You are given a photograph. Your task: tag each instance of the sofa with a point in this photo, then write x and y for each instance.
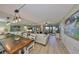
(42, 38)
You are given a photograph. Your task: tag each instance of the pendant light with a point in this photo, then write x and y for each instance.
(17, 17)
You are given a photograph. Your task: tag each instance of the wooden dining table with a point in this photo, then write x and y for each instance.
(13, 46)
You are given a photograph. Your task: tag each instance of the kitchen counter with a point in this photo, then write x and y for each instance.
(13, 46)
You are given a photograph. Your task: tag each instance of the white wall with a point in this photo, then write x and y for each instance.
(71, 44)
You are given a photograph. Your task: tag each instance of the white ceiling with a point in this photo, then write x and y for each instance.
(38, 13)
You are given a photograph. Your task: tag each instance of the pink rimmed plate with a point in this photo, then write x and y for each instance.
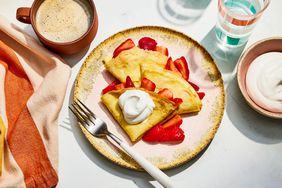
(199, 128)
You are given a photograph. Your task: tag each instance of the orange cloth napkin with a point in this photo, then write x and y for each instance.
(33, 82)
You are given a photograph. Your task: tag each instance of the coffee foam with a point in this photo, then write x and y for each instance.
(63, 20)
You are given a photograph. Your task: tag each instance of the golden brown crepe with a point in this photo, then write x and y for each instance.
(163, 108)
(128, 62)
(179, 87)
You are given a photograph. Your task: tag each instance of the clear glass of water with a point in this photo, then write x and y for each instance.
(236, 20)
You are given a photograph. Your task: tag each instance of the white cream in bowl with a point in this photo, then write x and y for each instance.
(264, 81)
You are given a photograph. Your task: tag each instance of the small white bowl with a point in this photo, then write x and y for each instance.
(264, 46)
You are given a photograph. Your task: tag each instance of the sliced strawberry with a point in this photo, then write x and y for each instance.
(120, 86)
(194, 86)
(177, 101)
(126, 45)
(148, 84)
(201, 95)
(173, 134)
(110, 87)
(182, 65)
(128, 82)
(170, 65)
(162, 50)
(147, 43)
(175, 121)
(166, 93)
(155, 134)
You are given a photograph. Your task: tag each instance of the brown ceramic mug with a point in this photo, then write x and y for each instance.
(55, 43)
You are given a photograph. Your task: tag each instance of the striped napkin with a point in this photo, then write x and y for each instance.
(32, 88)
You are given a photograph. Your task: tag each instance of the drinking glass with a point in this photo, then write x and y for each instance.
(237, 19)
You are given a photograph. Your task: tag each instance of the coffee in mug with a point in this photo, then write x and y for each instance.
(63, 20)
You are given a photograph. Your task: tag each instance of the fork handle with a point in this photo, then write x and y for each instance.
(156, 173)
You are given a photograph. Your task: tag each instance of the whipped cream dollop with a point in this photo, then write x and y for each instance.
(136, 106)
(264, 81)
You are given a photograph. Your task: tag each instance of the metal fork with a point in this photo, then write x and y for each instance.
(98, 128)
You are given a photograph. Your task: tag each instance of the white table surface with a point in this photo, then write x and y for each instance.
(247, 149)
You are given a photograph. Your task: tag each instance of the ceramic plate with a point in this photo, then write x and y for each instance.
(199, 128)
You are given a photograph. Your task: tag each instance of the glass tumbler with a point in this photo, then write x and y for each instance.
(237, 19)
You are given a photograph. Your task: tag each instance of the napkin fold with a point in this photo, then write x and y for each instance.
(33, 82)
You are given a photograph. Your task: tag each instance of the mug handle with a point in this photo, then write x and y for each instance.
(23, 15)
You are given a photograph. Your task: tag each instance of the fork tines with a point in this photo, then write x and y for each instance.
(82, 112)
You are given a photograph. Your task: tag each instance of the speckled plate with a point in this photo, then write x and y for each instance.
(199, 128)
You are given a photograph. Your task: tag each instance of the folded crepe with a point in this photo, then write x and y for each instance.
(175, 83)
(32, 87)
(128, 63)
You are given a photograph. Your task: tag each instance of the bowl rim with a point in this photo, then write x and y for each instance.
(242, 87)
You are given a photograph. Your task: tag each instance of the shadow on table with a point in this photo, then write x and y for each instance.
(225, 58)
(253, 125)
(71, 60)
(182, 12)
(141, 179)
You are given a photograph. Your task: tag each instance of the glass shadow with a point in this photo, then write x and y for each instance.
(182, 12)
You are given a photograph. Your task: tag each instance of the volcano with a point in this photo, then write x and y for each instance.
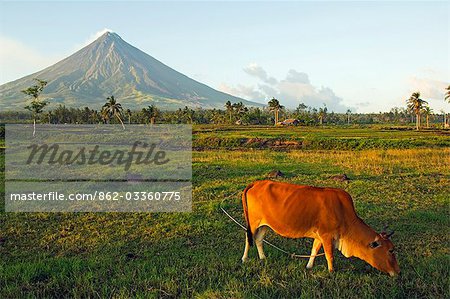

### Request
Extract each line of the records above that contains the string "cream".

### Expected answer
You are given a photograph. Your task: tag each instance of the white cream in bowl with a point in this photo, then write x and y for each instance.
You are given a photograph. Your task: tag each instance of the whipped cream dollop with a point in this photo, then write x and y for each instance.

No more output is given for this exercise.